**Problem:**
Can you reproduce the material below line for line, changing no character?

------------------------------------------------------------------------

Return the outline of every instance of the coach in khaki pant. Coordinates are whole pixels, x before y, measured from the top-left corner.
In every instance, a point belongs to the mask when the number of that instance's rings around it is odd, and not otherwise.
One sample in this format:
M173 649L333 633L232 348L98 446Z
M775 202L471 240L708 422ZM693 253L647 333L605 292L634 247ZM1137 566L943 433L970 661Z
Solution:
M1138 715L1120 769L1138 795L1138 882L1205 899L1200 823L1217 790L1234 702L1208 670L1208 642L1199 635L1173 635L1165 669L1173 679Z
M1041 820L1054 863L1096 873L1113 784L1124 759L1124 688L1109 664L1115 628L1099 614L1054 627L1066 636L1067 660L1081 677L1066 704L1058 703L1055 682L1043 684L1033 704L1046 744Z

------------------------------------------------------------------------

**The completed task:**
Return the outline of every instance of the coach in khaki pant. Coordinates are whole pixels, x before y, measured from the top-left corner.
In every instance, a point belongs to the mask when the number of that instance's rings around it is odd, and not otherwise.
One sample in this format:
M173 649L333 633L232 348L98 446Z
M775 202L471 240L708 422ZM693 253L647 333L605 292L634 247ZM1137 566L943 433L970 661Z
Solution:
M1138 715L1120 769L1138 795L1138 882L1205 899L1200 823L1217 790L1234 702L1208 670L1208 642L1199 635L1173 635L1165 669L1173 679Z
M1041 820L1054 863L1096 873L1113 784L1124 759L1124 688L1109 664L1115 628L1099 614L1054 627L1066 636L1067 660L1081 677L1066 704L1058 703L1055 682L1043 684L1033 704L1046 744Z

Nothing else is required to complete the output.